* What you need to do:
• 1. In the excerpt on trauma research, translate this sentence into Spanish: "The funding also will support other cutting-edge epigenetic research by Ressler and his lab."
• 2. From the excerpt on trauma research, set down everything from "The investment will" down to "and his lab.".

* Page excerpt:
● ● ●

Studying Trauma’s Imprint

To that end, The Connor Group Kids and Community Partners has donated $625,000 to this research. McLean must match the gift in equal amount and is seeking additional philanthropic support to achieve this goal. “Our community has been particularly impacted by economic hardship and as an organization, we’ve invested in different projects to pull kids out of generational poverty,” said Larry Connor, a member of McLean’s National Council and managing partner of The Connor Group, which created the nonprofit. “When we learned about Kerry’s work, trying to explain why some people are resilient and others are not, we were intrigued. We are investors in people, and we want to fund life-changing work that can impact as many people as possible.”

The investment will fund a five-year, intergenerational study of 1,000 Ohio parents and their children, studying their DNA and interviewing them annually about their lives: What stress and trauma have they endured? What psychiatric or physical symptoms have they endured? Do they have attention difficulties or problems with aggression? Are they faring well in certain areas of life or struggling in others? The concept is to connect what Ressler and his colleagues are learning about participants’ genes with the way their lives unfold. The hope is to better understand how trauma’s imprint may be passed down from generation to generation. The funding also will support other cutting-edge epigenetic research by Ressler and his lab.

Better Treatments and Interventions

Dr. Ressler hopes the research will yield short-term and longer-term outcomes, starting with the discovery of an objective way to predict which people exposed to trauma will go on to develop illnesses like post-traumatic stress disorder (PTSD). By getting better at predicting trauma’s impact, clinicians could customize treatments for this vulnerable population. Further down the road would be the development of better medications and even technologies that could “edit” the epigenome of trauma-exposed people and prevent the development of trauma-related illness.

The Implications of the Research Are Far-Reaching

“If you have a set of biomarkers—that is, biological changes that can be measured—that are highly associated with trauma, this would be a tool to help emergency departments, pediatricians, foster programs, and other social service organizations intervene in more meaningful ways,” said Ressler.

Dr. Ressler added that he is tremendously grateful to The Connor Group Kids and Community Partners for their generosity. “We want to be able to help this generation of kids and the generations that follow.”

● ● ●

* Excerpted data:
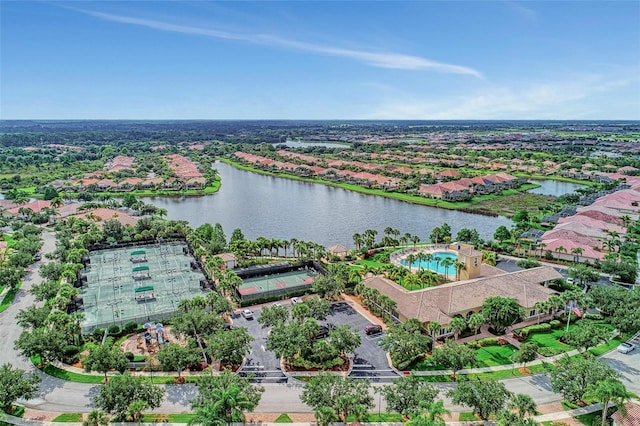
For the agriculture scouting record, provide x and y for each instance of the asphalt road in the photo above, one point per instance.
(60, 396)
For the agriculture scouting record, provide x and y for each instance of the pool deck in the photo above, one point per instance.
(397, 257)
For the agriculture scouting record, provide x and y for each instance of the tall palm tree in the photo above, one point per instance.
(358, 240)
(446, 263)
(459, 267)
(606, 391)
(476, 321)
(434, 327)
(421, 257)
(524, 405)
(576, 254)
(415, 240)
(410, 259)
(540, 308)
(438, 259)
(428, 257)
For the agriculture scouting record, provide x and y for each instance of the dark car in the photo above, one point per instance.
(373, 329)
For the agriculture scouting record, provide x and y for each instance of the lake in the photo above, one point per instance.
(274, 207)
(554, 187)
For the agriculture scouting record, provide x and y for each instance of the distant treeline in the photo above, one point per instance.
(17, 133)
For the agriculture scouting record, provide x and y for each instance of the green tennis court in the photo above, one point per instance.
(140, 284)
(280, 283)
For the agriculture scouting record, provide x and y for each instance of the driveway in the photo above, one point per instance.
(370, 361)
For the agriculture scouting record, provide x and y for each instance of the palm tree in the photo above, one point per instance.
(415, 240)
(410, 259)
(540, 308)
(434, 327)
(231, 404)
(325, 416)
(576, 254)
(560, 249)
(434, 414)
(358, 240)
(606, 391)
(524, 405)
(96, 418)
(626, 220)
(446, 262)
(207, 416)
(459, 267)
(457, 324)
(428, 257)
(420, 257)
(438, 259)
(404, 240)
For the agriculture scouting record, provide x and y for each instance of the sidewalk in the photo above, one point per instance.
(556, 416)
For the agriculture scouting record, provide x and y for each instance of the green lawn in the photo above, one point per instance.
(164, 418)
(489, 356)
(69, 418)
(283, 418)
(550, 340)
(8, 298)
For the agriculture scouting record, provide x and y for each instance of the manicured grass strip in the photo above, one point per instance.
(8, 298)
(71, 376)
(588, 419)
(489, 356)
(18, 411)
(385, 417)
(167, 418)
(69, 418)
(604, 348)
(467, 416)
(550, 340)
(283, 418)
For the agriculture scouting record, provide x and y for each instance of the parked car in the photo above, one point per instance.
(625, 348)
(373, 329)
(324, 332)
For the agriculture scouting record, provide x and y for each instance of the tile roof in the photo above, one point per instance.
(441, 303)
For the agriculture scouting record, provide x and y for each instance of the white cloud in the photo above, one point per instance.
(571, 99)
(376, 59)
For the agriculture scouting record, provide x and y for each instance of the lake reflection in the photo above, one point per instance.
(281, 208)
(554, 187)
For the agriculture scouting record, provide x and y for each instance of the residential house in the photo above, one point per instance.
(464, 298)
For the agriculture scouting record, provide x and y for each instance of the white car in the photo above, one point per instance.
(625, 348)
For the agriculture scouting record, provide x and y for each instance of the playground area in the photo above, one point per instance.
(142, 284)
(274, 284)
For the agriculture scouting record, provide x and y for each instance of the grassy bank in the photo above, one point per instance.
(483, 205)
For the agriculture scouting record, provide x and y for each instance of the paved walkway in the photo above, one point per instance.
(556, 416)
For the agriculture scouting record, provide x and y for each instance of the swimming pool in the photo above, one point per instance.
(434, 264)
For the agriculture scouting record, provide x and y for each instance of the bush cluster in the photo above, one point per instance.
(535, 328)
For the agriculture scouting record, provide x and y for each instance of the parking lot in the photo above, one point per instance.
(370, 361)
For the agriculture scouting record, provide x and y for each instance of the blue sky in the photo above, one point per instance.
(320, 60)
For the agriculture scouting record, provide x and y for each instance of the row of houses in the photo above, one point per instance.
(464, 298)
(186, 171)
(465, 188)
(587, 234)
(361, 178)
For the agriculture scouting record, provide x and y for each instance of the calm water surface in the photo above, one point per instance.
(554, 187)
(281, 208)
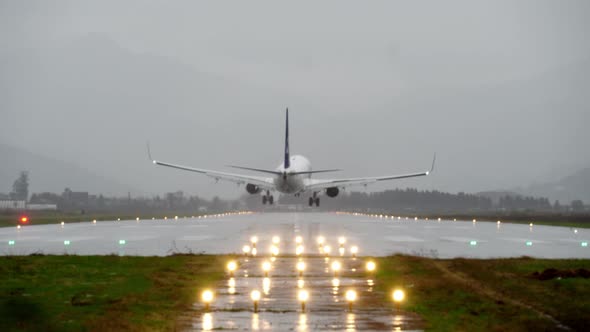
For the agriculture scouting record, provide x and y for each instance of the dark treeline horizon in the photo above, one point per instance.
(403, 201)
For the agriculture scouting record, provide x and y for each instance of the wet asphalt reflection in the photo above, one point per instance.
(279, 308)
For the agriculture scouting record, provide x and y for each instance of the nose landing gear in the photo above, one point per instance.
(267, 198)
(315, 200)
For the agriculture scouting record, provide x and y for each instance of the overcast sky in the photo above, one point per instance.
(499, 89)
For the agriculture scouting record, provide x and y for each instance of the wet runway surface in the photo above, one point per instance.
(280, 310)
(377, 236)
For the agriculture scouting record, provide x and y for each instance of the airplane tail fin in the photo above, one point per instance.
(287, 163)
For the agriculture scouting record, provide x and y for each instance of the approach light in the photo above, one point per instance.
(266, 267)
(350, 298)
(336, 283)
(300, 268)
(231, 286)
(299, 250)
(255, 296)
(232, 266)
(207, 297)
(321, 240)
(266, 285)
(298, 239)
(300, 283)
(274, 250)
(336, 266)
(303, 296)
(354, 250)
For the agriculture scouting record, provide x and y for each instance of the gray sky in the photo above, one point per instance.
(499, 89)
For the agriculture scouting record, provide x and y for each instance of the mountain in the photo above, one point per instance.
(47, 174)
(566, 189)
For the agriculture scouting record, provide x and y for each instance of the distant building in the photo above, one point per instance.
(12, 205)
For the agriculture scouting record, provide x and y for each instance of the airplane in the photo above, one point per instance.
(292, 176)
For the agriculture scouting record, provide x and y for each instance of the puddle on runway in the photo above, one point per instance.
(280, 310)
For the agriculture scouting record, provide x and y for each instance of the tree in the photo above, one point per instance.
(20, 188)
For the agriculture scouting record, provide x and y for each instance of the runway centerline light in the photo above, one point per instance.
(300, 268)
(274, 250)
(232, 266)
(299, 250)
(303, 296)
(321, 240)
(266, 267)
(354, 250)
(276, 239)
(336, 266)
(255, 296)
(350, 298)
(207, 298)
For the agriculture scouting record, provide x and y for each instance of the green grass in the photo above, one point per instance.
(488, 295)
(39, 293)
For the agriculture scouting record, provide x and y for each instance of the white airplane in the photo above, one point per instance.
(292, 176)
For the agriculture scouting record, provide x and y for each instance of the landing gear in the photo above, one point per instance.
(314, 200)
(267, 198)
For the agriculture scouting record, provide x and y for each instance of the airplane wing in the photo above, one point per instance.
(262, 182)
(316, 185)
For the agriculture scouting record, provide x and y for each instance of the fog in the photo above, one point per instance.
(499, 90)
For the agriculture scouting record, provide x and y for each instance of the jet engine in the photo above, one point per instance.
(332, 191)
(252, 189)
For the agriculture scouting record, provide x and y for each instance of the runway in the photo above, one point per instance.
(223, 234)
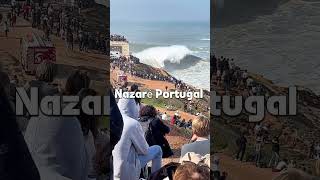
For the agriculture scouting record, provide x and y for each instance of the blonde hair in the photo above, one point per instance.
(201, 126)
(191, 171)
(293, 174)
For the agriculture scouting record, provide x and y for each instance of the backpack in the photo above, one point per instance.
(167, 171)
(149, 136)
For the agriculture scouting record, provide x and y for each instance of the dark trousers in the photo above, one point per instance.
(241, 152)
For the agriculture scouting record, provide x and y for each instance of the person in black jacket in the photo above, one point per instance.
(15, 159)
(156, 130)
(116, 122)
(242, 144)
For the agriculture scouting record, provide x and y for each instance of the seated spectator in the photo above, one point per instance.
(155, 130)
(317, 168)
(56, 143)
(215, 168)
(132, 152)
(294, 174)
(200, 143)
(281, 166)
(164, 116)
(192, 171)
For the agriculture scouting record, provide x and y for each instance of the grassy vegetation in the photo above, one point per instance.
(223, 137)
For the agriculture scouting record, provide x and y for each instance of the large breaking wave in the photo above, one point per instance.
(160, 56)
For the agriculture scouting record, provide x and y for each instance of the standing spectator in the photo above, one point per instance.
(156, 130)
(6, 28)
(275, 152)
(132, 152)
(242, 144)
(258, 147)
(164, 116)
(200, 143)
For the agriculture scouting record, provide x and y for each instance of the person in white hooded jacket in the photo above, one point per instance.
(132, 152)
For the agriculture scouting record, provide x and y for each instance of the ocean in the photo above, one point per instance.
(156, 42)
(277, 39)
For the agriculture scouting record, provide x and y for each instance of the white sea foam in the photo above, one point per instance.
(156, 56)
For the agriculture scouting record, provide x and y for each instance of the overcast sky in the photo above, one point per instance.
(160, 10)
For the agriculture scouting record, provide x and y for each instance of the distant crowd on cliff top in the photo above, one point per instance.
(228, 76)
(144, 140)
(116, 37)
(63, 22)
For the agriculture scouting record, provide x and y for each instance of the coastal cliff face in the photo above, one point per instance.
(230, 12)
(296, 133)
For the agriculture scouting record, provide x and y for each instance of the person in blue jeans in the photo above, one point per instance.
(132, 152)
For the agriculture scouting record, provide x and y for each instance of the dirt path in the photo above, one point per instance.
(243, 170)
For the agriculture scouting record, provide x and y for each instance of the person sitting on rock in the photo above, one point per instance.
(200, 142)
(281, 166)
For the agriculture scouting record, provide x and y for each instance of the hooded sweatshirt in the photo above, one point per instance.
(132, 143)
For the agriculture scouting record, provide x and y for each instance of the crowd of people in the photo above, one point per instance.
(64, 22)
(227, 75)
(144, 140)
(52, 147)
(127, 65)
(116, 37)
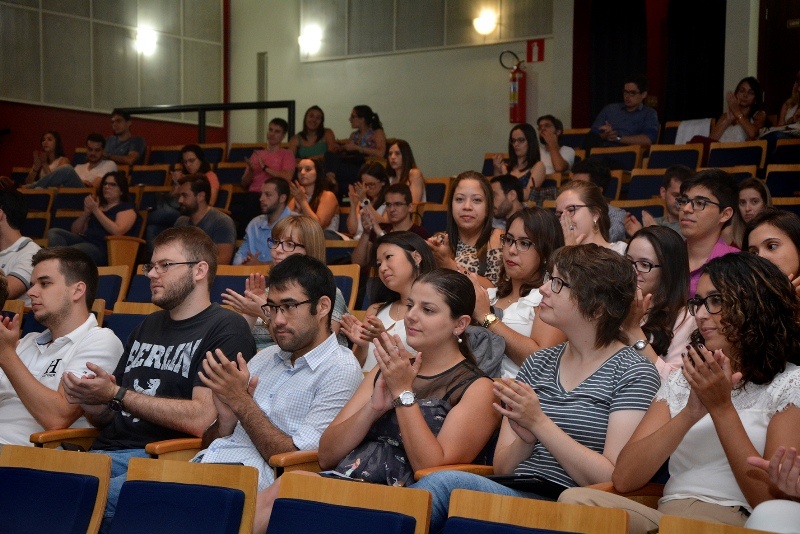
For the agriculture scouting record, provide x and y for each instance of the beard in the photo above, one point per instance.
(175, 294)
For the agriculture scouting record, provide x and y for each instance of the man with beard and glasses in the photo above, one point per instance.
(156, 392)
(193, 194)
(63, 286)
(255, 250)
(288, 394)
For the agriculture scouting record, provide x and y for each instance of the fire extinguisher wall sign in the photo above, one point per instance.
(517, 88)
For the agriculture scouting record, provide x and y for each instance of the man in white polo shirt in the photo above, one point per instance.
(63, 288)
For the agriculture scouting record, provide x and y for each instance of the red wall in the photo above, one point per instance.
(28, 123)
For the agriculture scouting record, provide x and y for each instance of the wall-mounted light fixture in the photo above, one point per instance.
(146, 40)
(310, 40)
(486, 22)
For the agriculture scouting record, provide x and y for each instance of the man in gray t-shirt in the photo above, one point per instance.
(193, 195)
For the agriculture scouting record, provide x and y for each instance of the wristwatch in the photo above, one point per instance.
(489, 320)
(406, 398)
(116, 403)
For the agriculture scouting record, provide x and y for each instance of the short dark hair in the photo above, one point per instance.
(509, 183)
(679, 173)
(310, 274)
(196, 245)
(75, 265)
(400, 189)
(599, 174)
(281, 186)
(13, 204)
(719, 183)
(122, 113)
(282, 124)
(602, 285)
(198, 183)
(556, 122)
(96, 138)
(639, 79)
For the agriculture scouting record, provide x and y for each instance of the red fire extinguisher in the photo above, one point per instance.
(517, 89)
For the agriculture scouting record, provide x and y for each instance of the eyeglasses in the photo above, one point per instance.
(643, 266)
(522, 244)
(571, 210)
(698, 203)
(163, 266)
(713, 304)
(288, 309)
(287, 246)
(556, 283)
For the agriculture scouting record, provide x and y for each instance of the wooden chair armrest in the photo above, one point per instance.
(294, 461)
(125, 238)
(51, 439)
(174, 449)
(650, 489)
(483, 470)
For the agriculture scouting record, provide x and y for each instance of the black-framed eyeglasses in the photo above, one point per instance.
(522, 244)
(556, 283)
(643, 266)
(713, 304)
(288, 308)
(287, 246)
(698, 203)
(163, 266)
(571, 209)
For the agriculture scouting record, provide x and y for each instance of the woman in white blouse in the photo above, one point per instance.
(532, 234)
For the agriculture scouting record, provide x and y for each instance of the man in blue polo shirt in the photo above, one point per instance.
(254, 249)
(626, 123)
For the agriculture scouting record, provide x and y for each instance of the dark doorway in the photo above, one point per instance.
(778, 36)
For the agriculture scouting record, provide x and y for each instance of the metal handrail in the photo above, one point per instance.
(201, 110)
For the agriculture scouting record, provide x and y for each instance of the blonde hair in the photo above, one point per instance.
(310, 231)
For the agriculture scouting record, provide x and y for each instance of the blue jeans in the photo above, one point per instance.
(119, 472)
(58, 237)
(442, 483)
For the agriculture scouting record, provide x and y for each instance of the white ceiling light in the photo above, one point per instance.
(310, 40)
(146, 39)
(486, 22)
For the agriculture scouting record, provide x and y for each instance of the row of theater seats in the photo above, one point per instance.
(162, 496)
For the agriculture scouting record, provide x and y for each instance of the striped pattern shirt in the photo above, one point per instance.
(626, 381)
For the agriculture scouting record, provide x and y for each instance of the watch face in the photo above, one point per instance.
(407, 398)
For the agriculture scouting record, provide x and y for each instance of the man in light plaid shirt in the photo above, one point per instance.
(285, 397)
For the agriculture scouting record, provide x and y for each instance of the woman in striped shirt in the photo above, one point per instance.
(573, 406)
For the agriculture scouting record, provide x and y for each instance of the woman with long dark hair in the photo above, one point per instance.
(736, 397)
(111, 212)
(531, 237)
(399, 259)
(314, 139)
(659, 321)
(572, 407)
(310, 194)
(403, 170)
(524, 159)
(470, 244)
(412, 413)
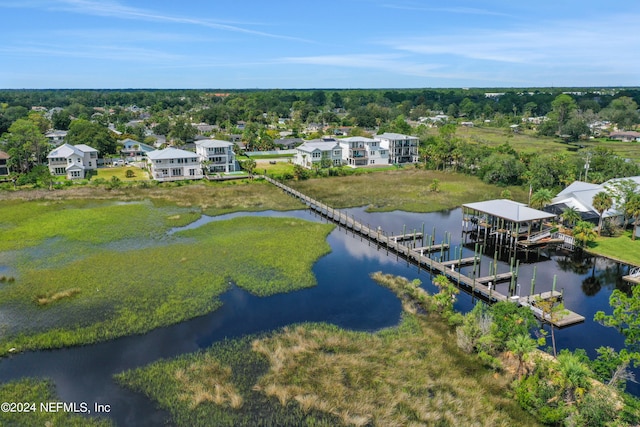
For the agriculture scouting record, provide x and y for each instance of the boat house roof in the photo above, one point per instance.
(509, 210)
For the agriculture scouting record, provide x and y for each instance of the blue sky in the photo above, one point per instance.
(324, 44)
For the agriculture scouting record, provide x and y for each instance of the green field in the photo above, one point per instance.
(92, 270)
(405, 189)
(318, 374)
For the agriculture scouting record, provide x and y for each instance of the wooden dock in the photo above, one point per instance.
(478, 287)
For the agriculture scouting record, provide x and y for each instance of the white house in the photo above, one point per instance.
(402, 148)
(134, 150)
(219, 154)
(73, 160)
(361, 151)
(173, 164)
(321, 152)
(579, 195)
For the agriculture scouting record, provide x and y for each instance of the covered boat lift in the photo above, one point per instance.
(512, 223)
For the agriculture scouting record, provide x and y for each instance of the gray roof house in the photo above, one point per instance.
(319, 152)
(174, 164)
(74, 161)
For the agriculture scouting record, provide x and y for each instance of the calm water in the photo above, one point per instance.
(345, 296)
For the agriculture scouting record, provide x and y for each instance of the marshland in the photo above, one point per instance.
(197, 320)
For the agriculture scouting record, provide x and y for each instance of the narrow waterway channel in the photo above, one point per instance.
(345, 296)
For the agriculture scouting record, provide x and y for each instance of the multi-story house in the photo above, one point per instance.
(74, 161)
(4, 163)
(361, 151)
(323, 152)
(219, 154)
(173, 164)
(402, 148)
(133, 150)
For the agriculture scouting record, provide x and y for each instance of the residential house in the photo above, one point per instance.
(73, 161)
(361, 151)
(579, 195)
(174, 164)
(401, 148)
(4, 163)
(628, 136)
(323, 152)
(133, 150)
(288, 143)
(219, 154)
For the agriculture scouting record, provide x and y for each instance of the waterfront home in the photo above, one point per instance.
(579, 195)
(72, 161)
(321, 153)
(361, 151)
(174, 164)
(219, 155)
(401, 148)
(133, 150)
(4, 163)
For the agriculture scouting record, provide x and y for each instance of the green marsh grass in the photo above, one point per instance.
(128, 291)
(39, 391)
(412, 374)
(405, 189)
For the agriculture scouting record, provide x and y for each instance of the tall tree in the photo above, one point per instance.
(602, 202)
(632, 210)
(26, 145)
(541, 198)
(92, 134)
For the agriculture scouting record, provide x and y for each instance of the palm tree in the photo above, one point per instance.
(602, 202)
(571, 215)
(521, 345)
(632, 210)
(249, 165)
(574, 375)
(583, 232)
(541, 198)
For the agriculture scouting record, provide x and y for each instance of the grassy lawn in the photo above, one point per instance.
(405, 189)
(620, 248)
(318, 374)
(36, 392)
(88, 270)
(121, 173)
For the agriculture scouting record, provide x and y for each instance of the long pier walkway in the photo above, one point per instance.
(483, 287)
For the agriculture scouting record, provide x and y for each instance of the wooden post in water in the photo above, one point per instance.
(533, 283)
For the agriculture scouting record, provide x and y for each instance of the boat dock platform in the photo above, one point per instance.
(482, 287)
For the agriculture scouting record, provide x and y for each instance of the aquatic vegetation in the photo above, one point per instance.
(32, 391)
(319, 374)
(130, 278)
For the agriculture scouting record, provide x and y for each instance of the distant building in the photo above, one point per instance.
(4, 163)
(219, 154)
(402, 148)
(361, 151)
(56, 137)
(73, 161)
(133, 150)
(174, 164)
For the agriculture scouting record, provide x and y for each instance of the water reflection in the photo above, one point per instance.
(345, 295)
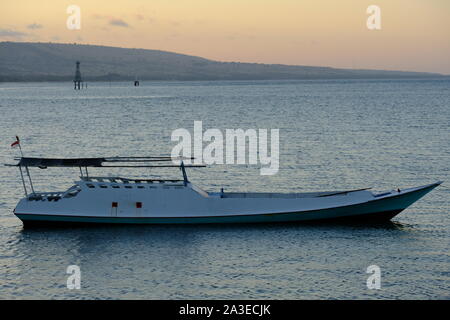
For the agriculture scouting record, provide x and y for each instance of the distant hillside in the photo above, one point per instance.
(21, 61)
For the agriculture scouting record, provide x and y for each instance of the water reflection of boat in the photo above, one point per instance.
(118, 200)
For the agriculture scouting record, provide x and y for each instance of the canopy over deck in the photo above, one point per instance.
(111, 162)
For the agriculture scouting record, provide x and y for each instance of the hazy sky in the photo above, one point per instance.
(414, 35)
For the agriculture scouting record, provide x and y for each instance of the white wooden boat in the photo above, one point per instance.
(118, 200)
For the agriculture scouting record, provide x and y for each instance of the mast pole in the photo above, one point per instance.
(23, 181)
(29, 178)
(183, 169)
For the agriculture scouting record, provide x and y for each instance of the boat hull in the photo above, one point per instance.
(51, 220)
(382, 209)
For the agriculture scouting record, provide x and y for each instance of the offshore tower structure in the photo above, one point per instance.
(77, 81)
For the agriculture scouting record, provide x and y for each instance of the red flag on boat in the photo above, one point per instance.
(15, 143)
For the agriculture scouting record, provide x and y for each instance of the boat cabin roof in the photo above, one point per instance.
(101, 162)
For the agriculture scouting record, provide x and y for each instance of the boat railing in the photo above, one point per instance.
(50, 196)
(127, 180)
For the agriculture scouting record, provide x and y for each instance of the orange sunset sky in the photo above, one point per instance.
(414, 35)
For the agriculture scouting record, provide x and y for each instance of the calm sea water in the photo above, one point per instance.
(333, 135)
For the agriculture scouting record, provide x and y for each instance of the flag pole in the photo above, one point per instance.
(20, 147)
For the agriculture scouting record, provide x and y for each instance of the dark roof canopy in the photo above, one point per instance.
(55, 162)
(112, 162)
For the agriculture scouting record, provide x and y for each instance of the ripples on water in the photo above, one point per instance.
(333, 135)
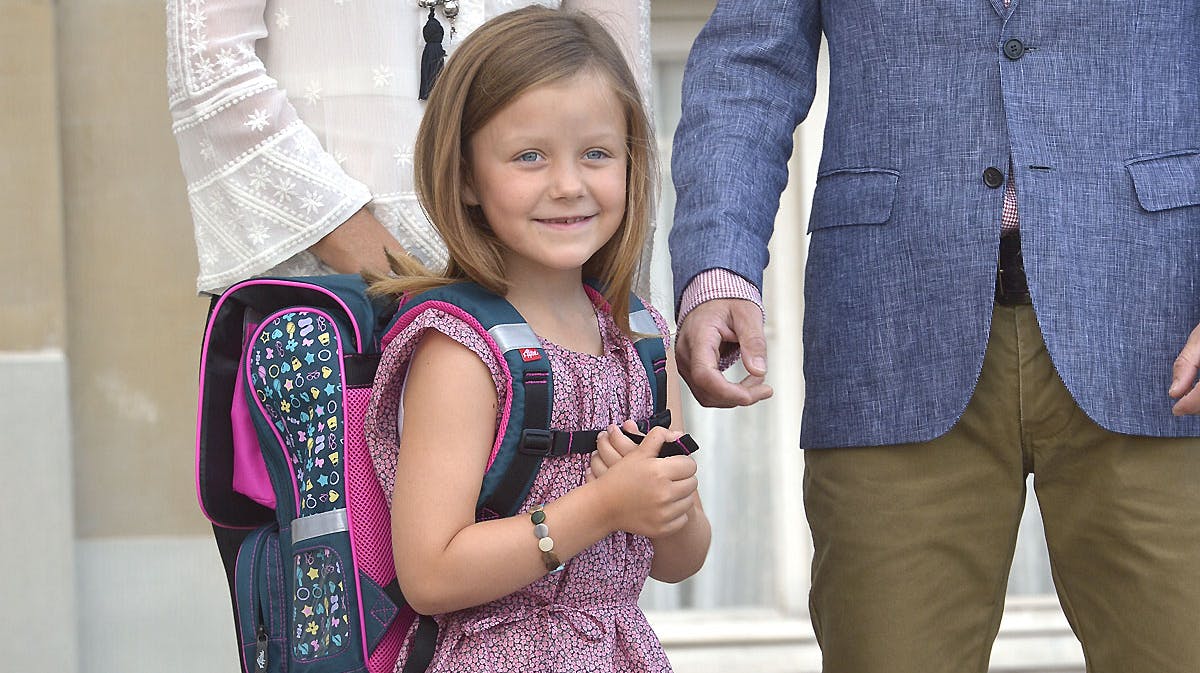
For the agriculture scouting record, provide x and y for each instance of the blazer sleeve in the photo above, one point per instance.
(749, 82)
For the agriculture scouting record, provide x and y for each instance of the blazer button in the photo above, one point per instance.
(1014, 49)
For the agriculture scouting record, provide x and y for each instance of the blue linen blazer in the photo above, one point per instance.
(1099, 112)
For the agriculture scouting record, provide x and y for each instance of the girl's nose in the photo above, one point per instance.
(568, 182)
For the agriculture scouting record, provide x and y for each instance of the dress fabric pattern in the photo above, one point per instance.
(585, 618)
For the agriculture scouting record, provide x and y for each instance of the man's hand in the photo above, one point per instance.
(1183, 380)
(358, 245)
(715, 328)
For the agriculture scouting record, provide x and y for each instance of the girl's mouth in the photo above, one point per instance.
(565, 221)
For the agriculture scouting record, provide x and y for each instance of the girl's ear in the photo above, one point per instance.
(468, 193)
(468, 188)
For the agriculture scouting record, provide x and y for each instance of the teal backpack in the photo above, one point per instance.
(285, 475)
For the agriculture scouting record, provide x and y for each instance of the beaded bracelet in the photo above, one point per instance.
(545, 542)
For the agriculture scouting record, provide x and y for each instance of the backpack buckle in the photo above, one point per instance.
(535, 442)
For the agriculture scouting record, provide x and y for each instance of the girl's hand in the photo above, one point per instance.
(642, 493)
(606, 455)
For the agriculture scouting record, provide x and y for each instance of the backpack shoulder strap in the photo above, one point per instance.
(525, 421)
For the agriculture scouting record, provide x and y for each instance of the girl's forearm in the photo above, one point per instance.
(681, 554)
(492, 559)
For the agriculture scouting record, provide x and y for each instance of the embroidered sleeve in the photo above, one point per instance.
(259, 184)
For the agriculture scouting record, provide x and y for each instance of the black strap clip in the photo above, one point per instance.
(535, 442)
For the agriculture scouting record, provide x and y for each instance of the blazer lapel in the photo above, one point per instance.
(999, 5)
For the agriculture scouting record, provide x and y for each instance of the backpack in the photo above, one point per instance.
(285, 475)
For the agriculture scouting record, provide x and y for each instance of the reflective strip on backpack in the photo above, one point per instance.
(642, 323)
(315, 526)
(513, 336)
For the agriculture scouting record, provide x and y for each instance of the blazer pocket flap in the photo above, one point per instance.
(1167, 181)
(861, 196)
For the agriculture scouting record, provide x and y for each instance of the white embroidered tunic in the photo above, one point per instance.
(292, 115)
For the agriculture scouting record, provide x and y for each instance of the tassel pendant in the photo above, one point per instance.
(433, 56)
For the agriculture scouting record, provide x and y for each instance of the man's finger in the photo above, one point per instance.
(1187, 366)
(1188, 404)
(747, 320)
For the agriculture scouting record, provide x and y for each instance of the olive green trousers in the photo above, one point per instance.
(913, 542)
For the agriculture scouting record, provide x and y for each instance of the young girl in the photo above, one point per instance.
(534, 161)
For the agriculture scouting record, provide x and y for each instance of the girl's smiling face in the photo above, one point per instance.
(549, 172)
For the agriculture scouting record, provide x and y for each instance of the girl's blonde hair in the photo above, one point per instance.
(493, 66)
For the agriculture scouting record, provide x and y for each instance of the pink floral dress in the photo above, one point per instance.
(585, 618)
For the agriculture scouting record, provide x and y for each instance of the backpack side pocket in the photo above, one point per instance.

● ● ●

* Solutions to each task:
• 1. La financiación también apoyará otras investigaciones epigenéticas de vanguardia realizadas por Ressler y su laboratorio.

• 2.
The investment will fund a five-year, intergenerational study of 1,000 Ohio parents and their children, studying their DNA and interviewing them annually about their lives: What stress and trauma have they endured? What psychiatric or physical symptoms have they endured? Do they have attention difficulties or problems with aggression? Are they faring well in certain areas of life or struggling in others? The concept is to connect what Ressler and his colleagues are learning about participants’ genes with the way their lives unfold. The hope is to better understand how trauma’s imprint may be passed down from generation to generation. The funding also will support other cutting-edge epigenetic research by Ressler and his lab.